■ DIRECTIONS FOR THIS TASK
Your answer should consist of the lines in the following data that contain "fuselage".

■ DATASET EXCERPTS
^^^^^^^^

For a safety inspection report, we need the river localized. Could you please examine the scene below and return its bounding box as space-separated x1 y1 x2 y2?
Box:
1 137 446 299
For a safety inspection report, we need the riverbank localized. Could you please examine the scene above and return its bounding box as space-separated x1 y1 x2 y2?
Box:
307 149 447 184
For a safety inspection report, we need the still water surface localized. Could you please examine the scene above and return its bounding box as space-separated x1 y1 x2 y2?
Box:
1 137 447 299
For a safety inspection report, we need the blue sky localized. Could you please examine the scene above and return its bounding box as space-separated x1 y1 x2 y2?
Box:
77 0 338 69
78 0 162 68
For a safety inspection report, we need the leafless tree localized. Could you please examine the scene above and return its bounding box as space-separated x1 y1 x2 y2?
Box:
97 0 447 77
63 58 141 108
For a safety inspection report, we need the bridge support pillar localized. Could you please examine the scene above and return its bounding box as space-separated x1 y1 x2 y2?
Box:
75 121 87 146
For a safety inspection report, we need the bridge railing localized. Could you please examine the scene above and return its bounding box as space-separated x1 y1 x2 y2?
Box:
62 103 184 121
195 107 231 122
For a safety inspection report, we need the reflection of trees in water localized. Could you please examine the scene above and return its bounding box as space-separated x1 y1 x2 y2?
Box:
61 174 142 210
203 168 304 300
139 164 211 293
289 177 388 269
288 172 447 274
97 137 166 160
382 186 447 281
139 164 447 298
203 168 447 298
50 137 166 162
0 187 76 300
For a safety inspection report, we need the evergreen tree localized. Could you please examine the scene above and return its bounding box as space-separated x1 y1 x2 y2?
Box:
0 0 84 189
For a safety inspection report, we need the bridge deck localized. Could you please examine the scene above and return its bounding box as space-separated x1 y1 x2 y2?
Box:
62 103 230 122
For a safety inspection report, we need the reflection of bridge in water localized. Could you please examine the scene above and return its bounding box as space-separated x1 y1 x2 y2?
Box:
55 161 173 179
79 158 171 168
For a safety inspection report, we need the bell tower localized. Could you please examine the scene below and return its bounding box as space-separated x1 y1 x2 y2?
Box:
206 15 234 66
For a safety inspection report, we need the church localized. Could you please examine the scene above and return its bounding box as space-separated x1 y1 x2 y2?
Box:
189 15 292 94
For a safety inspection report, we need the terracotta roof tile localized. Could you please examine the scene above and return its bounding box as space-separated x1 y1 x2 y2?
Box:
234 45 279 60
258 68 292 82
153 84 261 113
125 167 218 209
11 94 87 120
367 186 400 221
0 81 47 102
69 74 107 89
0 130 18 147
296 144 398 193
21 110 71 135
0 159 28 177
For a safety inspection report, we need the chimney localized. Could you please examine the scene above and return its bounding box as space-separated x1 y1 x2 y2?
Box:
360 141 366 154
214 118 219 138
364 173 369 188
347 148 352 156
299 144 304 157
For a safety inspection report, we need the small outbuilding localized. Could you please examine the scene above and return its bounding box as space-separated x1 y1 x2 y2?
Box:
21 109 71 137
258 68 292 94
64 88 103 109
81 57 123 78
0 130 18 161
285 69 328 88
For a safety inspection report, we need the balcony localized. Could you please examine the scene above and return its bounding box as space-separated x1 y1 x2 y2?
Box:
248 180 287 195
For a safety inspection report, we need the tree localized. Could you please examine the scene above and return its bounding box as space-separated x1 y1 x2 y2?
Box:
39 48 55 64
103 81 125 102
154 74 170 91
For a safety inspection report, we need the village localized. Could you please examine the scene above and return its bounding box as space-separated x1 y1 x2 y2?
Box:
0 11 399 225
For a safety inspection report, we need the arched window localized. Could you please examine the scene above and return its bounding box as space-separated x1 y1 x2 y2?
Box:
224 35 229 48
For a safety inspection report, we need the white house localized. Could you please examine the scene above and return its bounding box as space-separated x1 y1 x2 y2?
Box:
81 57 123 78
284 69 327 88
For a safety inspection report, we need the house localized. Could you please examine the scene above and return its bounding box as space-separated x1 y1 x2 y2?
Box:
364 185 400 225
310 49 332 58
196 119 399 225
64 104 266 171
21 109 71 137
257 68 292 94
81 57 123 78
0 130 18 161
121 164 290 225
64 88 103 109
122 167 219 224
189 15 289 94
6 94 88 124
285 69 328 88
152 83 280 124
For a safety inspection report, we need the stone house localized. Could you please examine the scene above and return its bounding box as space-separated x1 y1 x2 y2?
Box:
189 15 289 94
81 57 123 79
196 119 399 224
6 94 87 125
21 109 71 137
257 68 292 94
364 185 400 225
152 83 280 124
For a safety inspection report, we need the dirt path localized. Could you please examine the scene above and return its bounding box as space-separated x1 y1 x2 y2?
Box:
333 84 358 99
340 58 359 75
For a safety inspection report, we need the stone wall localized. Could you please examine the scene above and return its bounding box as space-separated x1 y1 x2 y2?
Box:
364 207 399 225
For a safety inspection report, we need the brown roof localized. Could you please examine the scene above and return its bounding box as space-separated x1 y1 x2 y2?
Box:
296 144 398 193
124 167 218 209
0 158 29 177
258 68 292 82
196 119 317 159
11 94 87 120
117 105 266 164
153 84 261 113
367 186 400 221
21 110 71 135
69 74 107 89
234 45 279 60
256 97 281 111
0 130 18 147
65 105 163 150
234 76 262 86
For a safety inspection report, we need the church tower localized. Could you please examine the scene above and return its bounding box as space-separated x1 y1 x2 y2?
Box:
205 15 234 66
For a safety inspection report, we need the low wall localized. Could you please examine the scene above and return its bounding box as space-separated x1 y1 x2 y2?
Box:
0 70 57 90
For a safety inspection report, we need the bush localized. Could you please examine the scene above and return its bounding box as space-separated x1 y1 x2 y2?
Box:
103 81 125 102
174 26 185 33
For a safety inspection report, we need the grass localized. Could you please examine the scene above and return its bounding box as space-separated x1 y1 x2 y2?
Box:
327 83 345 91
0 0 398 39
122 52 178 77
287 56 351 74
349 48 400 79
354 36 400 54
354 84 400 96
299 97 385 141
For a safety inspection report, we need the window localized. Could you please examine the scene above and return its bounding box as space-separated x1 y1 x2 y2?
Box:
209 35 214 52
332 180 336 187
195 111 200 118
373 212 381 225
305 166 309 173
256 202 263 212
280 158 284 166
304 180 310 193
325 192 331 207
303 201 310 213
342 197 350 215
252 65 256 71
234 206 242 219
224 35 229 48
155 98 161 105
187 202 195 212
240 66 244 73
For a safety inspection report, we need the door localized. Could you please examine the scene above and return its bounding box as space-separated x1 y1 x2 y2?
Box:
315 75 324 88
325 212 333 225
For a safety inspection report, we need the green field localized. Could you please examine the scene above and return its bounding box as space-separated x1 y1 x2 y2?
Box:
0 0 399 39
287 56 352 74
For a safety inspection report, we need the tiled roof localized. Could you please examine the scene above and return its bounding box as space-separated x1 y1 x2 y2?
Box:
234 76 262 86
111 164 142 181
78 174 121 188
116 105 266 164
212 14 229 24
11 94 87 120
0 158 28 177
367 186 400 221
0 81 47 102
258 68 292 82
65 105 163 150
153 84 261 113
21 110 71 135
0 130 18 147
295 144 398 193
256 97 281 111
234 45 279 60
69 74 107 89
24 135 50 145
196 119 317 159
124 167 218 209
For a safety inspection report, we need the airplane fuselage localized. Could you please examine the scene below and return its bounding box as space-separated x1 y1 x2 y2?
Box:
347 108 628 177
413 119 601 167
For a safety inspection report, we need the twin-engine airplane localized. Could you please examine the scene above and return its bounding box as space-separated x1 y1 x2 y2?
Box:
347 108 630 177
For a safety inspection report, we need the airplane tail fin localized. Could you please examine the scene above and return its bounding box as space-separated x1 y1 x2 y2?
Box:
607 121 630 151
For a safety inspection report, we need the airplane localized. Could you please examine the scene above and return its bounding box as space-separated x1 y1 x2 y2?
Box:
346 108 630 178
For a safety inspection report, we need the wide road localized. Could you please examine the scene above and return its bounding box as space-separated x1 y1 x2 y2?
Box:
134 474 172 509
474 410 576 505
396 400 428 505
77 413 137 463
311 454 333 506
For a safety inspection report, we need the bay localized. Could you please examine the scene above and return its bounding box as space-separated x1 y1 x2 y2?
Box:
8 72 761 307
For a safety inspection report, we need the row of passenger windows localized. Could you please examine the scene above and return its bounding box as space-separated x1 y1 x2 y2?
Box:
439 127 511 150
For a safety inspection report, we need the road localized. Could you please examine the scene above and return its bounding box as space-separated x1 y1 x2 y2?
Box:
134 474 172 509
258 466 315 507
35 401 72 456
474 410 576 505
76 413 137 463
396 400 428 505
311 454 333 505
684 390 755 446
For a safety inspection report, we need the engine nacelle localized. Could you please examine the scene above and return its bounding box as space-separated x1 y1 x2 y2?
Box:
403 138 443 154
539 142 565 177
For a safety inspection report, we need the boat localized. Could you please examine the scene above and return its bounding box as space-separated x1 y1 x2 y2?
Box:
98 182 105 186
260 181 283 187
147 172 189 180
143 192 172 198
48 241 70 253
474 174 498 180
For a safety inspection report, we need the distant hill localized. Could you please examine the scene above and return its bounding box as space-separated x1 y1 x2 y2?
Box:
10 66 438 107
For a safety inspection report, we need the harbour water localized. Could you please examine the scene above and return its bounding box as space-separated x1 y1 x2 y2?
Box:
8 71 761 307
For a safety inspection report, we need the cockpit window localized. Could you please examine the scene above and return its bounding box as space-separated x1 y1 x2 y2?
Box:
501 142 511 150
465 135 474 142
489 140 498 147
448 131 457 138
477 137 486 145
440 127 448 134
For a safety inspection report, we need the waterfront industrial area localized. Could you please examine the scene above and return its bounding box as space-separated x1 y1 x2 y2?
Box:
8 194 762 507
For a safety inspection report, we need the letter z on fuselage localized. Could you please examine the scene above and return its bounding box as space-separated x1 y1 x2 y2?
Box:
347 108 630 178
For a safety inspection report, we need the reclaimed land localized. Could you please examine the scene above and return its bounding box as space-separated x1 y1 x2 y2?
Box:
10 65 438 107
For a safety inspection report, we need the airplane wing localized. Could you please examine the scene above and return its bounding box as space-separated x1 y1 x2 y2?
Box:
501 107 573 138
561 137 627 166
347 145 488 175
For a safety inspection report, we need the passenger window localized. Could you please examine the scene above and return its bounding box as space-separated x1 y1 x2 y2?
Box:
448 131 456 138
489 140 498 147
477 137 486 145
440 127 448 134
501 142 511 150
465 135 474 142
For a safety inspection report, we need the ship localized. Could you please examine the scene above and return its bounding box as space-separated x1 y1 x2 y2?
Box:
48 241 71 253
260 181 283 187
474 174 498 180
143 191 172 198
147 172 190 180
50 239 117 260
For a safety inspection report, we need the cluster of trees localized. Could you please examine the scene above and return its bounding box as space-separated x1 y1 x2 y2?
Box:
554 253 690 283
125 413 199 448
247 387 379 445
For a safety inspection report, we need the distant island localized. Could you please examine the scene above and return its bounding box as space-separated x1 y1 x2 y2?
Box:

^^^^^^^^

■ ANSWER FOR THE TASK
For a safety inspection report, we need the airplane fuselage localized. Could you please examine the scene below and return its bounding box as space-separated x1 y1 x2 y2?
For a safety inspection report, we need the letter z on fuselage localized. Could you please examine the scene above and return its bounding box as space-separated x1 y1 x2 y2?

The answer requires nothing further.